▶ [EXTRACTED INFORMATION]:
┄┄┄┄┄┄┄┄┄┄

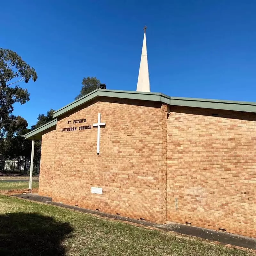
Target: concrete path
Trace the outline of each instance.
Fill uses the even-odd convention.
[[[163,225],[155,224],[147,221],[139,220],[118,215],[105,213],[76,206],[55,203],[52,202],[51,197],[41,196],[36,194],[23,194],[14,195],[12,196],[26,198],[32,201],[44,203],[64,208],[76,210],[85,213],[97,214],[101,216],[141,224],[146,226],[156,228],[166,231],[172,231],[183,235],[192,236],[213,241],[232,244],[235,246],[256,250],[256,239],[243,236],[234,235],[226,232],[216,231],[207,228],[197,228],[189,225],[177,223],[169,223]]]

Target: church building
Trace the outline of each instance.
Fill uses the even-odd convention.
[[[54,202],[256,237],[255,113],[150,92],[144,33],[137,91],[98,89],[26,138]]]

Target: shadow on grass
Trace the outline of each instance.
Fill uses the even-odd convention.
[[[62,255],[61,242],[72,236],[68,223],[37,213],[0,215],[0,255]]]

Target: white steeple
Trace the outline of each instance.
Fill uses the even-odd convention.
[[[148,74],[148,56],[147,54],[147,43],[146,43],[146,28],[144,30],[144,38],[142,46],[141,58],[139,71],[138,82],[137,83],[137,92],[150,92],[149,76]]]

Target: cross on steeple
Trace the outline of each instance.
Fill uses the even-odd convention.
[[[144,26],[144,27],[143,28],[143,30],[144,30],[144,33],[145,34],[146,33],[146,29],[148,28],[148,27],[147,26]]]

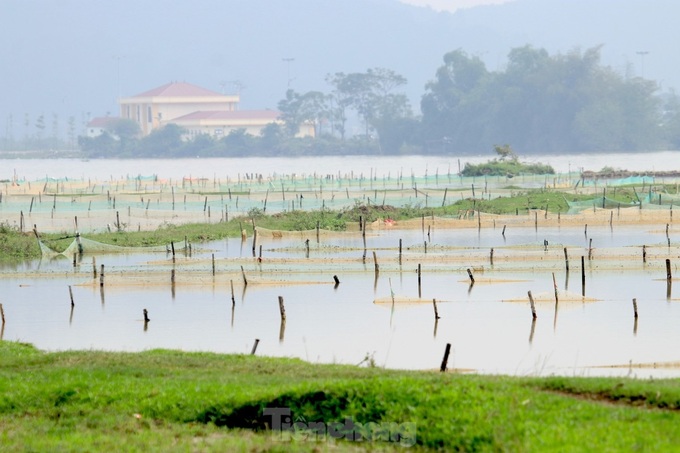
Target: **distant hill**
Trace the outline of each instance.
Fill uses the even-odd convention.
[[[276,108],[288,87],[327,91],[329,73],[385,67],[409,80],[417,108],[456,48],[495,70],[524,44],[603,44],[603,63],[621,74],[680,87],[677,17],[674,0],[516,0],[454,14],[397,0],[3,0],[0,137],[20,138],[27,118],[35,133],[41,113],[46,134],[69,116],[115,115],[119,95],[172,80]]]

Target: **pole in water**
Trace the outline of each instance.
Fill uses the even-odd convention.
[[[442,373],[446,372],[446,368],[449,363],[449,354],[451,353],[451,343],[446,343],[446,349],[444,349],[444,358],[442,359],[442,364],[441,367],[439,367],[439,371]]]
[[[434,319],[439,319],[439,312],[437,311],[437,299],[432,299],[432,305],[434,306]]]
[[[283,306],[283,296],[279,296],[279,313],[281,313],[281,321],[286,320],[286,309]]]
[[[468,268],[467,271],[468,271],[468,277],[470,277],[470,283],[474,283],[475,277],[472,275],[472,271],[470,270],[470,268]]]
[[[536,305],[534,305],[534,296],[531,295],[531,291],[528,292],[529,294],[529,305],[531,306],[531,316],[533,319],[536,319]]]

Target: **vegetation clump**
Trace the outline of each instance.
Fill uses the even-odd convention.
[[[466,163],[461,174],[463,176],[507,176],[517,175],[554,175],[555,170],[550,165],[541,163],[524,163],[512,151],[509,145],[494,147],[499,158],[481,164]]]

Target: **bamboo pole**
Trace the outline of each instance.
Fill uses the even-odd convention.
[[[449,363],[449,354],[451,353],[451,343],[446,343],[446,349],[444,349],[444,358],[442,359],[442,364],[439,367],[439,371],[442,373],[446,372],[446,368]]]
[[[531,306],[531,317],[533,319],[536,319],[536,305],[534,304],[534,296],[531,295],[531,291],[528,292],[529,294],[529,305]]]

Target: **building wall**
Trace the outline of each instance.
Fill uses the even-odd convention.
[[[134,120],[144,135],[163,124],[201,110],[234,111],[238,96],[206,97],[133,97],[120,100],[120,116]]]

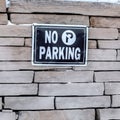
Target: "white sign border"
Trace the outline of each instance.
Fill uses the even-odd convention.
[[[35,26],[64,26],[64,27],[85,27],[86,28],[86,60],[85,60],[85,64],[75,64],[75,63],[73,63],[73,64],[42,64],[42,62],[41,62],[41,64],[35,64],[34,63],[34,27]],[[38,23],[33,23],[32,24],[32,65],[34,65],[34,66],[55,66],[55,67],[64,67],[64,66],[87,66],[87,60],[88,60],[88,26],[86,26],[86,25],[68,25],[68,24],[38,24]]]

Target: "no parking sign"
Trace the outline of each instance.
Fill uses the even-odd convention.
[[[80,25],[33,24],[32,64],[84,66],[88,28]]]

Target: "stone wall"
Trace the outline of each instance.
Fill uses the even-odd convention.
[[[89,27],[86,67],[31,64],[31,24]],[[119,120],[120,5],[0,0],[0,120]]]

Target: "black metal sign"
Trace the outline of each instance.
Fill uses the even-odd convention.
[[[32,29],[33,65],[86,65],[86,26],[33,24]]]

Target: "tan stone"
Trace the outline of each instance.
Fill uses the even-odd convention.
[[[89,39],[117,39],[118,30],[114,28],[89,28]]]
[[[6,12],[5,0],[0,0],[0,12]]]
[[[0,110],[2,109],[2,97],[0,97]]]
[[[119,4],[71,1],[11,0],[10,12],[72,13],[97,16],[120,16]],[[22,7],[21,7],[22,6]]]
[[[31,37],[31,26],[0,25],[1,37]]]
[[[120,18],[91,17],[90,22],[92,27],[120,28]]]
[[[33,71],[0,72],[0,83],[32,83]]]
[[[15,24],[47,23],[89,26],[89,17],[80,15],[11,14],[11,21]]]
[[[106,95],[120,94],[120,83],[105,83],[105,94]]]
[[[0,84],[0,96],[37,95],[37,84]]]
[[[120,40],[99,40],[99,48],[120,49]]]
[[[98,115],[100,120],[119,120],[120,119],[120,109],[110,108],[110,109],[99,109]]]
[[[0,60],[30,60],[31,48],[0,47]]]
[[[0,112],[0,120],[16,120],[16,115],[14,112]]]
[[[88,62],[86,67],[74,67],[74,70],[120,70],[120,62]]]
[[[95,112],[90,110],[22,111],[19,120],[94,120]]]
[[[95,72],[96,82],[120,81],[120,72]]]
[[[120,95],[112,96],[112,107],[120,107]]]
[[[39,84],[42,96],[103,95],[103,91],[102,83]]]
[[[120,60],[120,50],[117,52],[117,60]]]
[[[56,106],[57,109],[104,108],[110,107],[110,97],[57,97]]]
[[[116,50],[89,49],[88,60],[116,60]]]
[[[65,70],[69,66],[33,66],[31,62],[0,62],[0,70]]]
[[[0,38],[0,45],[23,46],[24,38]]]
[[[5,97],[5,108],[13,110],[54,109],[53,97]]]
[[[7,14],[0,14],[0,25],[6,25],[7,23]]]
[[[35,82],[93,82],[92,71],[46,71],[35,72]]]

┄┄┄┄┄┄┄┄┄┄

Collect every line in the items above that contains the word "pole". Treat uppercase and lowercase letters as different.

Target: **pole in water**
Target: **bamboo pole**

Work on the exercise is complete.